MATERIAL PROVIDED
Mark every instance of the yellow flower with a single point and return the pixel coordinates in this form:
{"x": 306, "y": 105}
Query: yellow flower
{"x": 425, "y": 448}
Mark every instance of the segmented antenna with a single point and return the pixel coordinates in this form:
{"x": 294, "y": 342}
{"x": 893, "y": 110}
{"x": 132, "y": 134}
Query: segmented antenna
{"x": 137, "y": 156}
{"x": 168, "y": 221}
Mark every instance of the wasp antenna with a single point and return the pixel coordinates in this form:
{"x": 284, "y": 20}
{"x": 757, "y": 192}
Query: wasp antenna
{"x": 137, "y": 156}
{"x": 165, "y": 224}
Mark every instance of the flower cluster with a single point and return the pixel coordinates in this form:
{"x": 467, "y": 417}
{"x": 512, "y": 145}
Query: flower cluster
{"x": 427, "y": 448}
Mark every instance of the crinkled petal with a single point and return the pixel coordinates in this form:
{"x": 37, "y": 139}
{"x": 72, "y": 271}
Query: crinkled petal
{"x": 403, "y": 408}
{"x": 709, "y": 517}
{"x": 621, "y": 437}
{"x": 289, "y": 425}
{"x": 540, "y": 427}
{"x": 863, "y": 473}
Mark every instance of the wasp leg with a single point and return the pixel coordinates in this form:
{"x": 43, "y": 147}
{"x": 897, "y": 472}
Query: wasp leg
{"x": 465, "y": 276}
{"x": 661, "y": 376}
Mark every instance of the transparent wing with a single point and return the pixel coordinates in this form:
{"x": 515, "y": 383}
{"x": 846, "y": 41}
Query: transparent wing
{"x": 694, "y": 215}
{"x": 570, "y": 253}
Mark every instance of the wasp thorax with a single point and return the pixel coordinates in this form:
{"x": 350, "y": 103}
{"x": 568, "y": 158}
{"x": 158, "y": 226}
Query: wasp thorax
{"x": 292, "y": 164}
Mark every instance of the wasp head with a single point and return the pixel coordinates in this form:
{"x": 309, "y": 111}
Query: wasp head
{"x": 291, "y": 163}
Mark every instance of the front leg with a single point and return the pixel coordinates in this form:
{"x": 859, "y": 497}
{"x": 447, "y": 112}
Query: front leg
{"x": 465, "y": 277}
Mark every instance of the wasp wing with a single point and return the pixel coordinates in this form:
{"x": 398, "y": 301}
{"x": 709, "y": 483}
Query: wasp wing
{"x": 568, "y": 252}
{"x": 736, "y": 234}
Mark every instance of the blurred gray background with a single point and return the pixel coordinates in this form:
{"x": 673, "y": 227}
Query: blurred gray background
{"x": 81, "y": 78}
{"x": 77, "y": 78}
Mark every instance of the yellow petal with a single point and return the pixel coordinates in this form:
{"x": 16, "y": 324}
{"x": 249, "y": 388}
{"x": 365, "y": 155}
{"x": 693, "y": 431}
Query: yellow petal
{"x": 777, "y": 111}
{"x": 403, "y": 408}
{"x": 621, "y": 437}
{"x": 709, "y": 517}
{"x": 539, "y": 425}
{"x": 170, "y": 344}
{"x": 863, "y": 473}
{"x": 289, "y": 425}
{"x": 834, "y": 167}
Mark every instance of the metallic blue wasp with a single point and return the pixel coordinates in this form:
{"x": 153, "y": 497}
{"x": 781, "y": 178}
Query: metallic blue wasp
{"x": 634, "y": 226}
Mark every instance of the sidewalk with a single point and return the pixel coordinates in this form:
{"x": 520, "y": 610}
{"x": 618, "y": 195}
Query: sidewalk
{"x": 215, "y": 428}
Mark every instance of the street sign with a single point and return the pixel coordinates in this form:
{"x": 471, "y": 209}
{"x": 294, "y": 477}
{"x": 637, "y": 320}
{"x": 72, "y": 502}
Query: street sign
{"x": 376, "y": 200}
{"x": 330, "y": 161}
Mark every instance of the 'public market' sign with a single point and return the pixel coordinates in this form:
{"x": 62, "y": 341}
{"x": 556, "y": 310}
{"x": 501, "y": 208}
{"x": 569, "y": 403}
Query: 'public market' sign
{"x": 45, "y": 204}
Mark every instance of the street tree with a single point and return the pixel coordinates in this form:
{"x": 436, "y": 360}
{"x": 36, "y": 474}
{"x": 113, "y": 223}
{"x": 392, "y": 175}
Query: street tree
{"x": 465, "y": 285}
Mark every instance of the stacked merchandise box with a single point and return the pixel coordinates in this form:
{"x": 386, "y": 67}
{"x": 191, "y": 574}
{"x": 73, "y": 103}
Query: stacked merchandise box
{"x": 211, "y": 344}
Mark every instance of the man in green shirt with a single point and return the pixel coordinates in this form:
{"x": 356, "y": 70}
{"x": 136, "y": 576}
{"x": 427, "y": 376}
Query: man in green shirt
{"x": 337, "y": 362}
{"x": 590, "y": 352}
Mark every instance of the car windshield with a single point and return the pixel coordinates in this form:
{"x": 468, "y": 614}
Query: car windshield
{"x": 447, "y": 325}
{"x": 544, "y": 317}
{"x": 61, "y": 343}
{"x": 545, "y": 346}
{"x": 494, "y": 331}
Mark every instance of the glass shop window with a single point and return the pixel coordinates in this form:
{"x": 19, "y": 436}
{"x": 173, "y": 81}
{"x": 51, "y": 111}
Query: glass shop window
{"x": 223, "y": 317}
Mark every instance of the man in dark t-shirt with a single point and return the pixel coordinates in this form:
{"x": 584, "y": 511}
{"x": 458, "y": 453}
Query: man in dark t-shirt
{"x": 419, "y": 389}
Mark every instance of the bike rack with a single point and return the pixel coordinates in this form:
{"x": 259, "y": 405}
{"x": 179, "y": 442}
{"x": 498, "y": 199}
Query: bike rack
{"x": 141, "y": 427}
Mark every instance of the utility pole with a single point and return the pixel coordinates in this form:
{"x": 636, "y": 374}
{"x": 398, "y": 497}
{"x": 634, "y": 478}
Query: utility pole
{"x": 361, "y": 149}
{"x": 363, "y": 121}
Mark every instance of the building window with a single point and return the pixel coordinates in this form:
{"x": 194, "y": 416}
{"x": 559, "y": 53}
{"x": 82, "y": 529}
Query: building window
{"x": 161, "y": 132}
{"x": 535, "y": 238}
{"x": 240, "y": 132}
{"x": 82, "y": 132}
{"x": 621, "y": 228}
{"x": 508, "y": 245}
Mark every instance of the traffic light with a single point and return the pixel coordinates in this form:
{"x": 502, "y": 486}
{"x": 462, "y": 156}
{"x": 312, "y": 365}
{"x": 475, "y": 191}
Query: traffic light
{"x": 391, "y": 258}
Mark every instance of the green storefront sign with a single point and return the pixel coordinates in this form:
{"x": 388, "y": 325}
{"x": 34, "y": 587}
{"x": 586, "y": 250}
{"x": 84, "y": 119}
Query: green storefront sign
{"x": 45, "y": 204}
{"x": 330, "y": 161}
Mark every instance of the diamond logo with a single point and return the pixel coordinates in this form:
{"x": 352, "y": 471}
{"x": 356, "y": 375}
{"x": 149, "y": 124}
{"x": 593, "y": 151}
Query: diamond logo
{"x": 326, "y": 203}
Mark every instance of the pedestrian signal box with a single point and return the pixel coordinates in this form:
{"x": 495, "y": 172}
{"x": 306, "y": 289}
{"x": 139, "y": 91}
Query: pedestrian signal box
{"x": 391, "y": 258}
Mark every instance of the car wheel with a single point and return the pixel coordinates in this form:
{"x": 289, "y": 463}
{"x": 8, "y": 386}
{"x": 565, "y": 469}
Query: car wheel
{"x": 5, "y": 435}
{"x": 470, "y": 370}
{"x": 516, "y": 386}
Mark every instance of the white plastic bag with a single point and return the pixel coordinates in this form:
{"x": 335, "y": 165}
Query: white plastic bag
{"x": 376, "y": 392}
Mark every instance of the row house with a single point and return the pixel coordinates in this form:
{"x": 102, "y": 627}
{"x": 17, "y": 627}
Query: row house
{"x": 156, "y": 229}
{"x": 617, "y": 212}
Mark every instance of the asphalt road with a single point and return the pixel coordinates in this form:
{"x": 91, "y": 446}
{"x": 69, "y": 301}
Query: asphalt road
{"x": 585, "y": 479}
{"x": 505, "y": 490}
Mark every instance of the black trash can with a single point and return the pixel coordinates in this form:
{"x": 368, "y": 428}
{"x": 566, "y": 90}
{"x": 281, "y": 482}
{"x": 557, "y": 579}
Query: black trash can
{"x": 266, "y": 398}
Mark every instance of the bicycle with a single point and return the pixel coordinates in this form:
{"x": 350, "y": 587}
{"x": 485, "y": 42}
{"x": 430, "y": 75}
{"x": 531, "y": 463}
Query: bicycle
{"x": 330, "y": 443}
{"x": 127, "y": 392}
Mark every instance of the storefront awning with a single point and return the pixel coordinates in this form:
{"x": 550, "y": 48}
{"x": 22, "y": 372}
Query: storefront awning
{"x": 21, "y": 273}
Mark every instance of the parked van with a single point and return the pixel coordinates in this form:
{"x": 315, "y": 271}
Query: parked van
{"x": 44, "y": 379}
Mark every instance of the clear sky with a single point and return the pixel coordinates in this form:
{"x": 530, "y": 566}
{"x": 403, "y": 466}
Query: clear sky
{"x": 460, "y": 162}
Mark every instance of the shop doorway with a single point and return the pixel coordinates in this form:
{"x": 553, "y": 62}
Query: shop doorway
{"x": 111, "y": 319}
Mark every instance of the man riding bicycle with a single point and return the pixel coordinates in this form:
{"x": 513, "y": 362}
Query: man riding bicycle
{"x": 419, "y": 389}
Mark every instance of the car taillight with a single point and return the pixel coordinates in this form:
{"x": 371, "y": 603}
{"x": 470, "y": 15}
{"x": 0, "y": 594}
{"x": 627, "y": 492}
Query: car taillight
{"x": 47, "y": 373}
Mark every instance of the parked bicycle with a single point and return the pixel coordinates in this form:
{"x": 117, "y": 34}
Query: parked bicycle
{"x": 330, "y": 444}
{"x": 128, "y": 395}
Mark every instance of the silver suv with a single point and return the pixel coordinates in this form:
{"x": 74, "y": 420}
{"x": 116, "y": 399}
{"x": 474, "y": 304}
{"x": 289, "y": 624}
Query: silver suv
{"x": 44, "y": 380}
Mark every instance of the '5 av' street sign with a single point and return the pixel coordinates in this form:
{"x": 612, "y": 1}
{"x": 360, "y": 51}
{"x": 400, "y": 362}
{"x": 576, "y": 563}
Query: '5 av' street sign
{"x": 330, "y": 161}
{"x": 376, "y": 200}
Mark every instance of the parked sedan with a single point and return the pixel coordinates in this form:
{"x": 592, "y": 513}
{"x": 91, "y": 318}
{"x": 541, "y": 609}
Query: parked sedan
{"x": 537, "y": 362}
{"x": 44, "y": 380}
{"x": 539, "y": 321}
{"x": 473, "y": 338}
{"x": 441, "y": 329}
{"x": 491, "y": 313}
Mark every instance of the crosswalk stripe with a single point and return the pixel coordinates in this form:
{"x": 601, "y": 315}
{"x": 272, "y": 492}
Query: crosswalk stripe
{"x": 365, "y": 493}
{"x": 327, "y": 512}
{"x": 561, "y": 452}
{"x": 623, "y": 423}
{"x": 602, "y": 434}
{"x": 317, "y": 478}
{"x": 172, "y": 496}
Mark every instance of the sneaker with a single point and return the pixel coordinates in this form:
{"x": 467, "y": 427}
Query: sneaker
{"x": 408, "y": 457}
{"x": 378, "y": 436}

WRITTEN PROBLEM
Copy out everything in the records above, from the line containing "Mark every instance of the parked bicycle" down to the last line of the records, without changing anything.

CORRECT ANSWER
Mark every instance of the parked bicycle with a single point and return the pixel coordinates in this form:
{"x": 117, "y": 34}
Query: parked bicycle
{"x": 330, "y": 444}
{"x": 128, "y": 395}
Mark every instance of the silver suv with a single point and return the pixel coordinates in this form:
{"x": 74, "y": 420}
{"x": 116, "y": 399}
{"x": 474, "y": 304}
{"x": 289, "y": 624}
Query: silver suv
{"x": 44, "y": 380}
Mark every instance of the '5 av' street sign with a single point and return the pixel coordinates in this form:
{"x": 612, "y": 1}
{"x": 360, "y": 51}
{"x": 400, "y": 362}
{"x": 576, "y": 563}
Query: '5 av' street sign
{"x": 330, "y": 161}
{"x": 376, "y": 200}
Mark every instance of the parked sedan with a single point and return the pixel coordinates in this form:
{"x": 592, "y": 513}
{"x": 91, "y": 318}
{"x": 541, "y": 609}
Query: parked sedan
{"x": 537, "y": 362}
{"x": 44, "y": 380}
{"x": 539, "y": 321}
{"x": 473, "y": 338}
{"x": 441, "y": 329}
{"x": 491, "y": 313}
Mark every instance of the crosswalk stripe with a single point and return the pixel coordinates in this form:
{"x": 601, "y": 315}
{"x": 272, "y": 492}
Query: crosswalk stripe
{"x": 365, "y": 493}
{"x": 327, "y": 512}
{"x": 561, "y": 452}
{"x": 623, "y": 423}
{"x": 602, "y": 434}
{"x": 317, "y": 478}
{"x": 172, "y": 496}
Mark every instance of the sneaker with a single point and return the pixel coordinates in this form:
{"x": 467, "y": 427}
Query: sneaker
{"x": 408, "y": 457}
{"x": 378, "y": 436}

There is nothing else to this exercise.